** START OF Available data **
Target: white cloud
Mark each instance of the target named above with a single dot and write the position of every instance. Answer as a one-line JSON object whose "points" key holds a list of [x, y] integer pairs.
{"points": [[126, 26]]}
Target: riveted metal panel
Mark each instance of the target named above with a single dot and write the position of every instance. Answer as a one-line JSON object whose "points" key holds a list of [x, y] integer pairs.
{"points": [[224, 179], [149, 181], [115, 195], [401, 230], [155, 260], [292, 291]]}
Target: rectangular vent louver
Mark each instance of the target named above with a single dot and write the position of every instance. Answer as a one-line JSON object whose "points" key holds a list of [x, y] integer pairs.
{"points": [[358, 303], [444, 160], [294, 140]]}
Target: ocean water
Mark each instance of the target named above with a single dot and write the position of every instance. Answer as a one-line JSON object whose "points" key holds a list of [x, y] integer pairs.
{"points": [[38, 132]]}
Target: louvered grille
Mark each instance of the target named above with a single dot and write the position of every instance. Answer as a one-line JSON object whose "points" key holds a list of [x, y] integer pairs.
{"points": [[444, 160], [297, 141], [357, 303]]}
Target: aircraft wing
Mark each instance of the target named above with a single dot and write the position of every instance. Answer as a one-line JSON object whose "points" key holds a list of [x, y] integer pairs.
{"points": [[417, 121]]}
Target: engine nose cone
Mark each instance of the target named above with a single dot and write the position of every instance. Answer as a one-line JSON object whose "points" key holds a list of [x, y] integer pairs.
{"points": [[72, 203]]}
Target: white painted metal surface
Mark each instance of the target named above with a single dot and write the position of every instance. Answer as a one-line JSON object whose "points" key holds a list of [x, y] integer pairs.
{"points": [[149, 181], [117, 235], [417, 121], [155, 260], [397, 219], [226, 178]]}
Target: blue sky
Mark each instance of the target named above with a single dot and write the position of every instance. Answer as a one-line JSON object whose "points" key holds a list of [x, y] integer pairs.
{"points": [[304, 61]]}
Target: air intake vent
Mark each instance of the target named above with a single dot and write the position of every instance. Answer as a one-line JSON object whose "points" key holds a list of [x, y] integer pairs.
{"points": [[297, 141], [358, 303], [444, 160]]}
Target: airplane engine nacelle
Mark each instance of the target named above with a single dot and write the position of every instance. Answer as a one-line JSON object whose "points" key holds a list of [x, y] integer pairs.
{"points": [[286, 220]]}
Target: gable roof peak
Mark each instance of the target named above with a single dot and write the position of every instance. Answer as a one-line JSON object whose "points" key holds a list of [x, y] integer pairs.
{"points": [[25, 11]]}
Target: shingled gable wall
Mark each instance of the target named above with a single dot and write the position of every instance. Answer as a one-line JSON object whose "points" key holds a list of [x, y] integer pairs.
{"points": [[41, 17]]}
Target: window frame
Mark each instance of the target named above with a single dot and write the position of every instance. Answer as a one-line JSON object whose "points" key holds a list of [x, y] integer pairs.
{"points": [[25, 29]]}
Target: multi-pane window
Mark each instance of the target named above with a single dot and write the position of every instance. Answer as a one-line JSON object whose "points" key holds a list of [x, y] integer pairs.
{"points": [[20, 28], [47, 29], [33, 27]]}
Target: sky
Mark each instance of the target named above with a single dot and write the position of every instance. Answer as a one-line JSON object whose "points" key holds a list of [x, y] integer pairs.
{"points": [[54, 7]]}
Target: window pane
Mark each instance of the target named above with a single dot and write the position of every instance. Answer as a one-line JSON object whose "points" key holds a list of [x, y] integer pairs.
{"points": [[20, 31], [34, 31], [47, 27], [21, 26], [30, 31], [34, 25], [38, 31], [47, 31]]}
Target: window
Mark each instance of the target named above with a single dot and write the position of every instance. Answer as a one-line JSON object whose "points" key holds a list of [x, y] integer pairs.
** END OF Available data **
◆ Work required
Repeat the data verbatim.

◆ Result for this exercise
Target: white cloud
Mark each instance of the target named above with a single dot and write the position of every instance. Answer as a one-line JSON object whose "points" key holds a list of [x, y] integer pairs.
{"points": [[126, 26]]}
Target: riveted metal panel
Mark each instance of the target named above with a single dot and write the position of every instance. Answer as a one-line JSON object whose "points" key holds a list of [x, y] integer pairs.
{"points": [[224, 179], [149, 181], [115, 195], [401, 230], [155, 260], [292, 291]]}
Target: rectangular vent louver
Mark each instance of the target named above with a single dot and write the position of every instance. Answer as a one-line JSON object whose "points" key holds a list of [x, y] integer pairs.
{"points": [[358, 303], [444, 160], [294, 140]]}
Target: ocean water
Mark each instance of the target named above with a single dot and write the position of every instance. Answer as a one-line JSON object whose "points" key holds a list of [x, y] integer pairs.
{"points": [[38, 132]]}
Target: louvered grille
Mark each instance of the target named above with a single dot and write the position of every instance. Answer as a one-line JSON object whose "points" key holds a list of [x, y] integer pairs.
{"points": [[444, 160], [297, 141], [357, 303]]}
Target: aircraft wing
Mark each instance of the target named above with a single dot and write the position of every instance. Answer as a one-line JSON object whose "points" key holds a list of [x, y] integer pairs.
{"points": [[417, 121]]}
Target: engine nose cone
Mark each instance of the target named above with a single dot and write the position of every instance. Answer as a one-line JSON object whose "points" key holds a list of [x, y] integer pairs.
{"points": [[72, 203]]}
Target: white painted metal surface
Mark each instance of the target named above with a single dot and write the position of every instance. Answer as a one-line JSON object whose "points" key holds a list of [x, y] integer pairs.
{"points": [[149, 181], [117, 235], [417, 121], [155, 260], [397, 219], [226, 178]]}
Target: blue sky
Mark each instance of the target named above with a single dot and write the position of every instance. Answer as a one-line JSON object whose "points" key holds a list of [x, y] integer pairs.
{"points": [[304, 61]]}
Target: air intake vent
Mark each instance of the target named above with a single dot and write the position of every instance. Answer as a one-line JSON object whose "points" key holds a list of [x, y] integer pairs.
{"points": [[297, 141], [358, 303], [444, 160]]}
Target: airplane engine nacelle
Mark each instance of the target named above with a single dot and write the position of every instance. Answer as a one-line JSON object whose "points" key holds a list of [x, y] integer pairs.
{"points": [[286, 220]]}
Target: gable roof peak
Mark each instance of the target named above with a single dot and write the position of every instance. Answer as a one-line JSON object whose "points" key holds a list of [x, y] integer pairs.
{"points": [[25, 11]]}
Target: shingled gable wall
Mark each instance of the target named above with a single dot and write the position of every instance. Answer as a one-line JSON object whose "points" key holds a list of [x, y] integer pairs.
{"points": [[41, 17]]}
Target: window frame
Mark each instance of the target named above with a single dot and write the position of every instance. Answer as a one-line JSON object whose "points" key holds a list of [x, y] integer pairs.
{"points": [[25, 29]]}
Target: multi-pane window
Mark each instance of the target named above with a single dot and write the position of every instance. Answer as a one-line JSON object whose "points" key holds a list of [x, y] integer pairs.
{"points": [[20, 28], [47, 29], [33, 27]]}
Target: sky
Mark each instance of the target named above with a single dot and write the position of every instance. Answer as a one-line JSON object whose "points" key holds a list of [x, y] integer pairs.
{"points": [[54, 7]]}
Target: window pane
Mark each instance of the target named above with a single dot and write the position of every instance. Answer as a one-line JSON object whose "points" key holds a list of [x, y] integer pairs.
{"points": [[20, 31], [34, 31], [47, 27], [21, 26], [30, 31], [34, 25], [38, 31], [47, 31]]}
Target: window
Mark each instance of the target named above with a single dot and write the position of every instance. Answer as a one-line JSON object whose "points" key holds a list of [x, y] integer pairs.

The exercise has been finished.